== WERKINSTRUCTIES ==
Geef alle regels uit de records terug waarin de tekenreeks "rise" voorkomt.

== RECORDS VOOR OPDRACHT ==
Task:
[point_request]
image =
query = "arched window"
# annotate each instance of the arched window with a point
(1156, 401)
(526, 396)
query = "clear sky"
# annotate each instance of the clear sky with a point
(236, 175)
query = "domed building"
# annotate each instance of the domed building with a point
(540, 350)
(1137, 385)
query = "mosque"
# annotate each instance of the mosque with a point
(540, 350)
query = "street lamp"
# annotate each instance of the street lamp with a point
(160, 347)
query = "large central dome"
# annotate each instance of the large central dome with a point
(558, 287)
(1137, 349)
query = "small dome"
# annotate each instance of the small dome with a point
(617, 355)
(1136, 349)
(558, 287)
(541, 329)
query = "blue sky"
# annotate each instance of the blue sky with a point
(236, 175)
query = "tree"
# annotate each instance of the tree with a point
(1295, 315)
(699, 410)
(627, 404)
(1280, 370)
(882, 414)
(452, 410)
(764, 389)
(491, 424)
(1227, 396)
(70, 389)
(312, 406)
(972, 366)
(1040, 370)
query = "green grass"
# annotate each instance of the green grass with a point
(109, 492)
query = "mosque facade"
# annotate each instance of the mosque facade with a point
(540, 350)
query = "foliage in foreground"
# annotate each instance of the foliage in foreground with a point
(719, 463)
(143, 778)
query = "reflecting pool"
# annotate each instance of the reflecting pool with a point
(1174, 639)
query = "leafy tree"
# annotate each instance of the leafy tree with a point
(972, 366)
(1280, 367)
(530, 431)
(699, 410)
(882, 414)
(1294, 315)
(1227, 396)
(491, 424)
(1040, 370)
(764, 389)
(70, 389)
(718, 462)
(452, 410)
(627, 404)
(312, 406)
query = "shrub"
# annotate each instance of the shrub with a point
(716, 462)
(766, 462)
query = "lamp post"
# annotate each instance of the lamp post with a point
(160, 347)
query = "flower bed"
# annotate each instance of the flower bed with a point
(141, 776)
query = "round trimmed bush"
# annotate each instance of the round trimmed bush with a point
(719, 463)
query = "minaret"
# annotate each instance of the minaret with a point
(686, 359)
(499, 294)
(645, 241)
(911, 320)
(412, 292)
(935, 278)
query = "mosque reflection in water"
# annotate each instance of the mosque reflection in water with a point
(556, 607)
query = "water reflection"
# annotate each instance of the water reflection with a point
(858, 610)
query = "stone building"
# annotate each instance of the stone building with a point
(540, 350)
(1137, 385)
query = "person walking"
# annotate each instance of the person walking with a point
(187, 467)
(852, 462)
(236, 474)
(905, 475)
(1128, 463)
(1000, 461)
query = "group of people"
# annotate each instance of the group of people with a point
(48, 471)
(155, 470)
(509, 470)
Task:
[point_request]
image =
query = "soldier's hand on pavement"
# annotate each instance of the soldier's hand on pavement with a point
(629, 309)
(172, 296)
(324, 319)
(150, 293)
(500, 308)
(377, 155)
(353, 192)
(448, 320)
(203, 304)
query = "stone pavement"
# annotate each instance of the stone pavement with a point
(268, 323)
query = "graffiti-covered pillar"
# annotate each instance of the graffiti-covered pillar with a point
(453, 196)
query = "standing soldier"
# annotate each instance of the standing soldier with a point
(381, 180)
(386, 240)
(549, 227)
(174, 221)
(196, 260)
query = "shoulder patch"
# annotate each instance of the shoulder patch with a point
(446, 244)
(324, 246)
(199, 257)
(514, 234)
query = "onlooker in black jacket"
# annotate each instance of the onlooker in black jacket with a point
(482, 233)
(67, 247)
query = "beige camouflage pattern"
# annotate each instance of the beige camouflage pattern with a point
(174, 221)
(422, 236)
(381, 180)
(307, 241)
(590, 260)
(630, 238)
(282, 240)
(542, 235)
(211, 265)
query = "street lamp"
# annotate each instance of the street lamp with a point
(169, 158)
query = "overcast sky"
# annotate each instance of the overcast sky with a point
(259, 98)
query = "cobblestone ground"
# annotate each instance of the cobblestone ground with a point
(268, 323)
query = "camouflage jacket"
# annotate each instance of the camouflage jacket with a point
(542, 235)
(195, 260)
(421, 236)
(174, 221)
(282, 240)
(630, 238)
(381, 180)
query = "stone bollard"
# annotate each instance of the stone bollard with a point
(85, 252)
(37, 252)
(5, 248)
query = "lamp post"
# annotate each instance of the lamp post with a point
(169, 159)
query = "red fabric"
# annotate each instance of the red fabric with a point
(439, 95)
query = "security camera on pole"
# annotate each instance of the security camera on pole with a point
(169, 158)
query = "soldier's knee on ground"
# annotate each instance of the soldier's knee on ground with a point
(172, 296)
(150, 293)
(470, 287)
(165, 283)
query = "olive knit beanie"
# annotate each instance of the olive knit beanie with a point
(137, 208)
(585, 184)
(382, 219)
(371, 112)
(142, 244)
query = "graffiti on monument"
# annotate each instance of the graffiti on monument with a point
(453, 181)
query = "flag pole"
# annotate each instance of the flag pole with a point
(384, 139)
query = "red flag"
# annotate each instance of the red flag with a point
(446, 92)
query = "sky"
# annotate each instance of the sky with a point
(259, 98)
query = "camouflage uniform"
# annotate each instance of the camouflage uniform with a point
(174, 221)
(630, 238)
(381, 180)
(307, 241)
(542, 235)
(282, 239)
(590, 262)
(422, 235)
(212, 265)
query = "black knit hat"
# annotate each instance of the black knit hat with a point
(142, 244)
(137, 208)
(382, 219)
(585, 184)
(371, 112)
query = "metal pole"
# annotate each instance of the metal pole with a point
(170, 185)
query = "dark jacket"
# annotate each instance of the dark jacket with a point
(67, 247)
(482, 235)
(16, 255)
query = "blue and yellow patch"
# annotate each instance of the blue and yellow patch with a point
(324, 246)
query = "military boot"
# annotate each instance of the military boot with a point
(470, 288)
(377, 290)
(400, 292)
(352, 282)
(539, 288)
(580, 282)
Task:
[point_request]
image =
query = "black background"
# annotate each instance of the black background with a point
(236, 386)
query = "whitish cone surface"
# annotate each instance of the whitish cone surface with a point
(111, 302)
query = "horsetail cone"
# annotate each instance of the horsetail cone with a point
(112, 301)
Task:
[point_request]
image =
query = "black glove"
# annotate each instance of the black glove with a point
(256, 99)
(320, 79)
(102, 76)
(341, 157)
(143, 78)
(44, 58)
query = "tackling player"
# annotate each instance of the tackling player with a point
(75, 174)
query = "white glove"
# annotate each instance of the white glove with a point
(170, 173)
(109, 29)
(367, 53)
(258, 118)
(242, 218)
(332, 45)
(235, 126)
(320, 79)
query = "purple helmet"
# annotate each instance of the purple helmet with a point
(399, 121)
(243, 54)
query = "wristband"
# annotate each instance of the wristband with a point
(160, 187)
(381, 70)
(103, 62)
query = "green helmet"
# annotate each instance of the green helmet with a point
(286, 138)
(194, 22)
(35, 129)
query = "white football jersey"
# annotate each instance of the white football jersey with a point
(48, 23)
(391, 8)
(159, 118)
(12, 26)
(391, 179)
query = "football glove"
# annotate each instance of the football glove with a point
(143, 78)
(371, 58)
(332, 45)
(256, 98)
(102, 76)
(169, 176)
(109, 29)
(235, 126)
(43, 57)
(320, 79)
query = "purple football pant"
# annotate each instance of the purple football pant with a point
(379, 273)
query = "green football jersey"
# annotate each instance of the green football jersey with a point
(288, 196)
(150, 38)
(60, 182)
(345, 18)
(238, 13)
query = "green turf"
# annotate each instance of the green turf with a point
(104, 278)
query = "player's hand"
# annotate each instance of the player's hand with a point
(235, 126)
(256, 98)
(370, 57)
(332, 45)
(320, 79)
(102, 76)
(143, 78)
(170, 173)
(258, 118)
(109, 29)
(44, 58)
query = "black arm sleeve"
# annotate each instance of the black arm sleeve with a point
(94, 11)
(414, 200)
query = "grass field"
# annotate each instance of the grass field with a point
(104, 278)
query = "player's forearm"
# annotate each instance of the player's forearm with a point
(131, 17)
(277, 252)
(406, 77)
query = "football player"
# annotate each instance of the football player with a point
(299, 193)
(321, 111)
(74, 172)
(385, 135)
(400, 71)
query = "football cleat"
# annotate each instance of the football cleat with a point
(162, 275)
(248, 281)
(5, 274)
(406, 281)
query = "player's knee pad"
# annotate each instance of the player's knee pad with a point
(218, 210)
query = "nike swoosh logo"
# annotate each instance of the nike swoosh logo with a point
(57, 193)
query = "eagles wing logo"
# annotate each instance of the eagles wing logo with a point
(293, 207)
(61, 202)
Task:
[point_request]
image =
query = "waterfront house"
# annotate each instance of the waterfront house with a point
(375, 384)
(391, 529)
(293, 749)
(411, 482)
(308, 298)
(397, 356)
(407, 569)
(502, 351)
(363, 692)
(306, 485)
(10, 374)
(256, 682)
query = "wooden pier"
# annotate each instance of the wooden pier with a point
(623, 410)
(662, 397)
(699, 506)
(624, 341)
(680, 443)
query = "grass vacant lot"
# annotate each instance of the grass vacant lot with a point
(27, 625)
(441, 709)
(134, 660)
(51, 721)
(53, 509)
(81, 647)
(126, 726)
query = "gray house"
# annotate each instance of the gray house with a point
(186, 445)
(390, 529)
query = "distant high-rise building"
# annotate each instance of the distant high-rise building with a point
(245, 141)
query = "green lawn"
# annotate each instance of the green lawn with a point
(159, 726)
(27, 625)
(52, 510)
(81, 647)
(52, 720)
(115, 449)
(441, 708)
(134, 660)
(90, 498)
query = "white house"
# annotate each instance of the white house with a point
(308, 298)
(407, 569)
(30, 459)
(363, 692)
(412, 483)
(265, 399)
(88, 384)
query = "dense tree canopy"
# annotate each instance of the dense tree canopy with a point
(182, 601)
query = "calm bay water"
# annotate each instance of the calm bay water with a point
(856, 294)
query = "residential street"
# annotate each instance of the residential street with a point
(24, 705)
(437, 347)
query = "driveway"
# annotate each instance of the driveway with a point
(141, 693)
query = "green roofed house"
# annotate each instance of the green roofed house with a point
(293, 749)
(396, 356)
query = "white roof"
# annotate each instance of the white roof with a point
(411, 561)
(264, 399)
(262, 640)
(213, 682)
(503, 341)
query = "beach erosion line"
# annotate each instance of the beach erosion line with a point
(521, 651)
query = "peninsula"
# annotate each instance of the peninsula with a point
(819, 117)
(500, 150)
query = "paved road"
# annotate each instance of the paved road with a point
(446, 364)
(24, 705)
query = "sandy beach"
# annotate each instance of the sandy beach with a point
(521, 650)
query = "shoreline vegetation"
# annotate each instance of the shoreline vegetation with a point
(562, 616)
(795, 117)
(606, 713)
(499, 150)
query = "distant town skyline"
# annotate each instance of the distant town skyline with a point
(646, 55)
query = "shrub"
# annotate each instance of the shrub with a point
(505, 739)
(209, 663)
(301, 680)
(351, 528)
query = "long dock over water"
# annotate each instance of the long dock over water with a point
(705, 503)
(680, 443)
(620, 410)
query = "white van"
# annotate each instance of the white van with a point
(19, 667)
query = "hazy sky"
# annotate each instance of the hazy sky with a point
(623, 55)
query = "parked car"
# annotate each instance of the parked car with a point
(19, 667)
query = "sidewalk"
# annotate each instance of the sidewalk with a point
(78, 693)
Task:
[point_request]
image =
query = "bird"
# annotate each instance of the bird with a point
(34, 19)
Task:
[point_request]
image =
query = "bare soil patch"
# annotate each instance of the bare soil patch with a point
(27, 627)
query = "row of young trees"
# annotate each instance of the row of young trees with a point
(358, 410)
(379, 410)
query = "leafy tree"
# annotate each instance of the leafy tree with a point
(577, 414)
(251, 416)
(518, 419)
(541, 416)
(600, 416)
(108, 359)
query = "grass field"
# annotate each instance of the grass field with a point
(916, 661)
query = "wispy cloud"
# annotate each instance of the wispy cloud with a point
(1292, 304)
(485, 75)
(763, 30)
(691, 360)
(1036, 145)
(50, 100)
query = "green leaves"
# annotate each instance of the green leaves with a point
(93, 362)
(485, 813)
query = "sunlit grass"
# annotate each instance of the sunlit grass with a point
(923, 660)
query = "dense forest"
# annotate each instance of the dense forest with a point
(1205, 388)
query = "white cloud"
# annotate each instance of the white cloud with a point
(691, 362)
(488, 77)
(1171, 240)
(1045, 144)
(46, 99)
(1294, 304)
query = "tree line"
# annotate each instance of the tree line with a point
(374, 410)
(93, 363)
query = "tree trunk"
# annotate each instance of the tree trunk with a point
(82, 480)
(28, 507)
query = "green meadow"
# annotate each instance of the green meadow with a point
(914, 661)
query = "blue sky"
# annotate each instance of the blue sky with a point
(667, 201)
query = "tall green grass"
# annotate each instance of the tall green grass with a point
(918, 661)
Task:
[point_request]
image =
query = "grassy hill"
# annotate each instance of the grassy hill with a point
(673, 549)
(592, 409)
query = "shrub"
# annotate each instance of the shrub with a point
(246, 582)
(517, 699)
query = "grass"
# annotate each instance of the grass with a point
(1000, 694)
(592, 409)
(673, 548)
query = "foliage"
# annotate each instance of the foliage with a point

== ANTWOORD OP OPGAVE ==
query = "distant high-rise building"
# annotate each instance of the distant high-rise building with a point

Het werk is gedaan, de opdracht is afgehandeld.